* Data excerpts
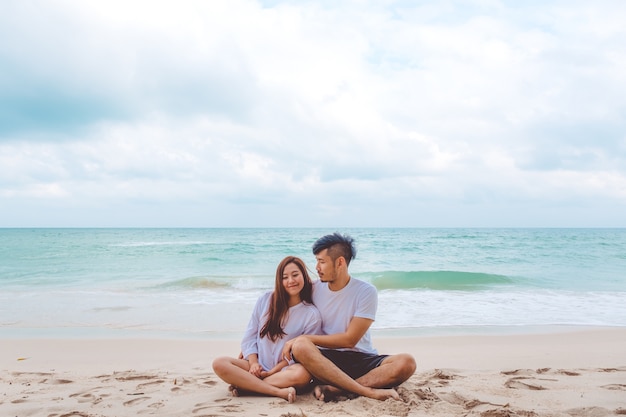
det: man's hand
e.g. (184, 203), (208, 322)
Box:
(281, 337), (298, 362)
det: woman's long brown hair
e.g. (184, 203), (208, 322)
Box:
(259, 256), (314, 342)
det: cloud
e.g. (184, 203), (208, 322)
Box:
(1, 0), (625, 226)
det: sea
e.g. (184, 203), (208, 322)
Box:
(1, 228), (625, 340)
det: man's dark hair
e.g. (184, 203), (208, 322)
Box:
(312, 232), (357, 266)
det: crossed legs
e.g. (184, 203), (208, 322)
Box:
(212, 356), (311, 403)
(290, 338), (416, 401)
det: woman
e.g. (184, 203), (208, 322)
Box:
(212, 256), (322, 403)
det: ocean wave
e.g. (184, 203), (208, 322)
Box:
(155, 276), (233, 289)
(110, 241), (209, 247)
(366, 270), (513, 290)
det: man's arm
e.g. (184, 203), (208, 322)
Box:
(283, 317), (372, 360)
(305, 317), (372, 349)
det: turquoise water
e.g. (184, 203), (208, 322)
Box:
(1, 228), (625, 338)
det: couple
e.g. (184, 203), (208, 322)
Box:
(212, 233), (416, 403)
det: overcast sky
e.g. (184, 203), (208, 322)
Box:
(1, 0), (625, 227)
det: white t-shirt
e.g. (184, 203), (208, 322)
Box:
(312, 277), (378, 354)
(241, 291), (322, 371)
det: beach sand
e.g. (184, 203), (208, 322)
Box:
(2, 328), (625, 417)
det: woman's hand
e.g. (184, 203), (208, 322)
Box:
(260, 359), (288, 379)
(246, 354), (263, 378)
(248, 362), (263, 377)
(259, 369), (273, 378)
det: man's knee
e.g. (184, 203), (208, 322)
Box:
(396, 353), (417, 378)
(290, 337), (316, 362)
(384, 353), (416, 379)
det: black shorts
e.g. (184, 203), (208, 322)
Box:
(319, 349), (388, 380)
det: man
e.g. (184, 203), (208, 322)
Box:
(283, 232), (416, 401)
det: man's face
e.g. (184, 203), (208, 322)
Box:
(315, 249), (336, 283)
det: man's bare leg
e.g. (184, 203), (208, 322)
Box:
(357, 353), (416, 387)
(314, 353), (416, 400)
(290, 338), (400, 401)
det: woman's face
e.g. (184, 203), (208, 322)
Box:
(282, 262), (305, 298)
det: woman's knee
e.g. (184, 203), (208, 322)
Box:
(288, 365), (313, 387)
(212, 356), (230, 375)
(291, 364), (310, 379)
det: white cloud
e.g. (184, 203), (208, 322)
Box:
--
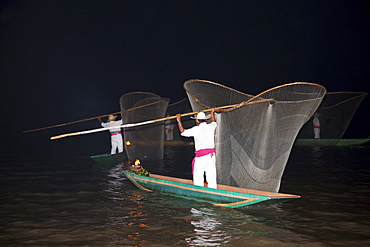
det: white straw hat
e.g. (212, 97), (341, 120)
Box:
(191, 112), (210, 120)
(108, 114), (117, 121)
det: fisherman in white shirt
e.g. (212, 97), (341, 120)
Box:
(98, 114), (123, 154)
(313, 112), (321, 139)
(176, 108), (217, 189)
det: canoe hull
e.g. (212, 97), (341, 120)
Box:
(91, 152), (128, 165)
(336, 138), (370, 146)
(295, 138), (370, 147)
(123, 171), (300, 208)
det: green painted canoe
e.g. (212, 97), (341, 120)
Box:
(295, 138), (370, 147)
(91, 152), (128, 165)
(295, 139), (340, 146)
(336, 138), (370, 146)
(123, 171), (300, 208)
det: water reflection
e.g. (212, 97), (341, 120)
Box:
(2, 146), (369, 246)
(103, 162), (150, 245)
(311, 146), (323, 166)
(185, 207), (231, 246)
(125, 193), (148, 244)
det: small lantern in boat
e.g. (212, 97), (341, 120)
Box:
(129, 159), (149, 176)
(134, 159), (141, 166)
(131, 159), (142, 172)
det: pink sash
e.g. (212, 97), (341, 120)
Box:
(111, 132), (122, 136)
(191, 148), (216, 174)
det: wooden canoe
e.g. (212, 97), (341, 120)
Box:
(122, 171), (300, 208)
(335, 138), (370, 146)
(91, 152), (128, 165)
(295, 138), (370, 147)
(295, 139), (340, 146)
---
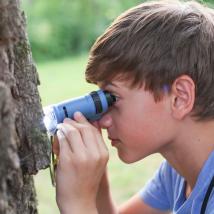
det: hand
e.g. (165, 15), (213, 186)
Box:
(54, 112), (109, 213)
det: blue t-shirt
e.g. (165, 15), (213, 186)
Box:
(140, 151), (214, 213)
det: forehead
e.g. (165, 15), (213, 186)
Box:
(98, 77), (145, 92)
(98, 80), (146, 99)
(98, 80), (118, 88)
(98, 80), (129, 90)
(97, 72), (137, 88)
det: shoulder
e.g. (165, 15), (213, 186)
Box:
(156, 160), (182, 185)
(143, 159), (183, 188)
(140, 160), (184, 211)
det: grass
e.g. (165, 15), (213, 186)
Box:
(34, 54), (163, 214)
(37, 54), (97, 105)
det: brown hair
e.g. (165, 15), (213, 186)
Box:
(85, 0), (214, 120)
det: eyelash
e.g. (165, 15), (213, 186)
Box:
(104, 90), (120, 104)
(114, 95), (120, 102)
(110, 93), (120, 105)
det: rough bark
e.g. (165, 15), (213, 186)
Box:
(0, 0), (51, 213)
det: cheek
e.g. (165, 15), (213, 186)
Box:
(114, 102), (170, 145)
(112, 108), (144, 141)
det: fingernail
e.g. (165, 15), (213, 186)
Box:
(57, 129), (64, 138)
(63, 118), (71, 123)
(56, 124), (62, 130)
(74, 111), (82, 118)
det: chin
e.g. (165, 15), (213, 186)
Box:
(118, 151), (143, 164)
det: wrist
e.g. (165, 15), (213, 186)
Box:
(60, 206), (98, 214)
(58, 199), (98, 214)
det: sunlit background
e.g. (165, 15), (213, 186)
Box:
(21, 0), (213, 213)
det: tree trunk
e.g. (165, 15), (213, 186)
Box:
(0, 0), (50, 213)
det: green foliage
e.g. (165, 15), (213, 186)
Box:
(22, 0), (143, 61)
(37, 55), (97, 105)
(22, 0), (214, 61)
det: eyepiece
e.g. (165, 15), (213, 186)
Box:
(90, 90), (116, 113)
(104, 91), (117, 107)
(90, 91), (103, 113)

* Exercise
Scan the records for the word "shirt" and copy every line where it is found.

* Task result
det: white t-shirt
det: fisherman in white shirt
det: blue t-shirt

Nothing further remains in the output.